» Work to complete: The entries below should appear again in your reply, word for word.

» Saved entries:
◇ ◇ ◇ ◇ ◇

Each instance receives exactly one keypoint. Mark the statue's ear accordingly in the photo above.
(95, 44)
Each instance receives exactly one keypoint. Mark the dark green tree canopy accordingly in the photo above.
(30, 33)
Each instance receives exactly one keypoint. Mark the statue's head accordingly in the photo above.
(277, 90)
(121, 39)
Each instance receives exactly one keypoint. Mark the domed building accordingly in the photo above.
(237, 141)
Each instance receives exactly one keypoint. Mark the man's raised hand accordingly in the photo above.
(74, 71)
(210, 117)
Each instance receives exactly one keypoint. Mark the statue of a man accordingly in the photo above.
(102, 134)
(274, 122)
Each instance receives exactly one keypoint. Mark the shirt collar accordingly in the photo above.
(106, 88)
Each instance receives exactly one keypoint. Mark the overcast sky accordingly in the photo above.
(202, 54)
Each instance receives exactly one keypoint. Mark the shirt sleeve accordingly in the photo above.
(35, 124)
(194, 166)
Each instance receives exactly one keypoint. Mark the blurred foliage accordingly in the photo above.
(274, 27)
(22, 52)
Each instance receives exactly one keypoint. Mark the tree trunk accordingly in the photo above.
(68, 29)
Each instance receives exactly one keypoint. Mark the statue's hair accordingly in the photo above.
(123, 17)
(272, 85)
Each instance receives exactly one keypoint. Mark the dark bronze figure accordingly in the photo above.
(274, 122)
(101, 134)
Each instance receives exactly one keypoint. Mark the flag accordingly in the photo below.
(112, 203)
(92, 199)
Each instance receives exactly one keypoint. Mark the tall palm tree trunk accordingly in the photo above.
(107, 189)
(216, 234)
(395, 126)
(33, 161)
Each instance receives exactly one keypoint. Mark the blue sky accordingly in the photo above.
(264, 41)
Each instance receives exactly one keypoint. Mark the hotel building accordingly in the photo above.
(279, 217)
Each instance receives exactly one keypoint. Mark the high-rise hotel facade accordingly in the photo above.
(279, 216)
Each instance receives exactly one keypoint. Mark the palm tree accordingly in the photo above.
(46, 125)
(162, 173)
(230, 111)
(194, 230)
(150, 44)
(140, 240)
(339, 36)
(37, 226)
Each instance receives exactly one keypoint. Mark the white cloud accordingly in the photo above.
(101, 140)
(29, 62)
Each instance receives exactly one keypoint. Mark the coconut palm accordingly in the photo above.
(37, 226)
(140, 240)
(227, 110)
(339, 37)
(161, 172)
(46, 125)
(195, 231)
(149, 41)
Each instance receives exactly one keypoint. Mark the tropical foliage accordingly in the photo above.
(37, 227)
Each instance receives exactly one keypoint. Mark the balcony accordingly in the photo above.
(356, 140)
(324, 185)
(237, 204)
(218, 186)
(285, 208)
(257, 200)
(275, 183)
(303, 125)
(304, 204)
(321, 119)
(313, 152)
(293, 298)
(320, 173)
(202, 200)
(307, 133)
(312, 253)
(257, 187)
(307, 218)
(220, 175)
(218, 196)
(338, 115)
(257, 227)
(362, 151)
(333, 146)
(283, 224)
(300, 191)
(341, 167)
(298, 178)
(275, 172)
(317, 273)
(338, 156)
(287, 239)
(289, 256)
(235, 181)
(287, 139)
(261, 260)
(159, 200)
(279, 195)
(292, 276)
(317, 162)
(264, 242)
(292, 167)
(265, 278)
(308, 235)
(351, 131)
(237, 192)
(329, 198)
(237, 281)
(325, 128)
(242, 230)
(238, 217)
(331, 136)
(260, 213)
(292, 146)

◇ ◇ ◇ ◇ ◇

» Result below:
Each instance receives exactly one keypoint. Mark the statue's ear accordingly in the photo above.
(95, 44)
Each instance receives exactly one keypoint. Mark the dark green tree canopy accordingly in the photo above.
(30, 33)
Each instance receives exactly one keypoint. Mark the statue's head accordingly in the photo above.
(277, 90)
(121, 39)
Each instance receives exactly one keypoint. Mark the domed building accordingly in the photo above.
(237, 141)
Each instance receives exactly one keypoint. Mark the man's raised hand accordingly in the photo above.
(74, 71)
(210, 117)
Each instance receives exactly one keypoint. Mark the statue of a man accordingly in the photo above.
(102, 134)
(274, 122)
Each instance receives exactly one keypoint. Mark the shirt collar accordingly in the photo above.
(106, 88)
Each instance receives exactly one keypoint. Mark the overcast sky accordingly in the photo above.
(202, 54)
Each instance receives exactly one keypoint. Mark the shirt sleeve accordingly in the photo above.
(35, 124)
(194, 166)
Each instance receives exactly one keypoint. Mark the blurred foliage accordingly in the photo above.
(274, 27)
(22, 52)
Each instance receives exactly one keypoint. Mark the tree trunk accordingly in the photo above.
(68, 29)
Each instance receives exactly one keypoint. Mark the statue's hair accordingly in the photo above.
(123, 17)
(272, 85)
Each instance receives exactly one keypoint. Mark the dark bronze figure accordingly in the photo above.
(274, 122)
(101, 134)
Each instance receives exactly one keypoint. Mark the flag accordingly in the photo below.
(112, 203)
(92, 199)
Each instance receives exactly one keypoint. Mark the tall palm tree trunk accordingly in the photo above.
(107, 189)
(216, 234)
(395, 126)
(33, 161)
Each instance receives exactly one keypoint. Mark the blue sky accordingly in the photo above.
(264, 41)
Each instance receives exactly one keypoint. Mark the hotel building accordingly in the photo above.
(279, 217)
Each instance receives exactly one keypoint. Mark the high-rise hotel facade accordingly in the photo above.
(279, 216)
Each instance receives exactly one keypoint. Mark the palm tree accordingly in the photo above.
(46, 125)
(162, 173)
(230, 111)
(194, 230)
(150, 44)
(140, 240)
(339, 36)
(37, 226)
Each instance receives exactly one keypoint. Mark the white cloud accordingly in the photo above.
(101, 140)
(29, 62)
Each instance receives exactly one keypoint. Mark the coconut palm accordingly in the photo above.
(37, 226)
(140, 240)
(227, 110)
(339, 37)
(161, 172)
(46, 125)
(195, 231)
(149, 41)
Each instance receives exactly one keypoint. Mark the tropical foliage accordingly in the photo above.
(37, 227)
Each instance receives exactly one keypoint. Mark the balcony accordingly in the photo above.
(356, 140)
(324, 185)
(237, 204)
(218, 186)
(285, 208)
(257, 200)
(275, 183)
(303, 125)
(304, 204)
(321, 119)
(313, 152)
(293, 298)
(320, 173)
(202, 200)
(307, 133)
(312, 253)
(257, 187)
(307, 218)
(220, 175)
(218, 196)
(338, 115)
(257, 227)
(362, 151)
(333, 146)
(283, 224)
(300, 191)
(341, 167)
(298, 178)
(275, 172)
(317, 273)
(338, 156)
(287, 239)
(289, 256)
(235, 181)
(287, 139)
(261, 260)
(159, 200)
(279, 195)
(292, 276)
(317, 162)
(264, 242)
(292, 167)
(265, 278)
(308, 235)
(351, 131)
(237, 192)
(329, 198)
(237, 281)
(325, 128)
(242, 230)
(238, 217)
(331, 136)
(260, 213)
(292, 146)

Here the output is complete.